As for the music scene, it was reaching new levels of technical competence and expressive range. In addition to "career-redefining albums" by Linda Ronstadt, Joni Mitchell and Mr. Browne, there were records from other artists, including Neil Young, Frank Zappa, Tom Waits and Gram Parsons—refining the distinctive "SoCal sound." Mr. Young's "On the Beach" was an unexpectedly bleak ecological lament; Zappa moved engineering into the realm of art; Mr. Waits used his gravelly Sprechgesang to channel Jack Kerouac and Jack London; and Parsons explored his concept of "cosmic American" music on a haunting solo album that was recorded in 1973 and released posthumously the next year.

Mr. Brownstein, a veteran reporter and now a senior editor at the Atlantic, makes all this cultural history memorable by telling much of his story through profiles of figures like Jack Nicholson, Norman Lear, George Lucas, Ms. Ronstadt and Mr. Browne, and the Eagles' Don Henley and Glenn Frey. Of Warren Beatty, he writes: "He drove down Sunset Boulevard in his black Lincoln Continental, a shark inside a whale, and flirted with women in the next lane."

Some major culture-shapers were not so famous. Robert Wood, for instance, began running CBS's Los Angeles affiliate in 1960. The station endorsed Richard Nixon for governor in 1962, and in 1964 Wood delivered an on-air editorial denouncing Berkeley's Free Speech protesters as "witless agitators." A few years later, now in New York and network president, he realized that change was inevitable if CBS were to remain profitable, and his outlook changed accordingly. He hit it off with writer-producer Norman Lear, defending his scripts from carping and interference. They were together in the control room on Jan. 12, 1971, when the first episode of "All in the Family" was broadcast. From that moment American TV—America itself—would never be quite the same.

·····

- [Short problem]: List every artist the passage on music and television names as refining the distinctive "SoCal sound."

- [Supplied data]:
·····

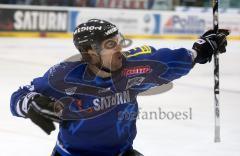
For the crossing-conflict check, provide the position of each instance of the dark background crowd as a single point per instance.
(129, 4)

·····

- [Full response]: Neil Young, Frank Zappa, Tom Waits, Gram Parsons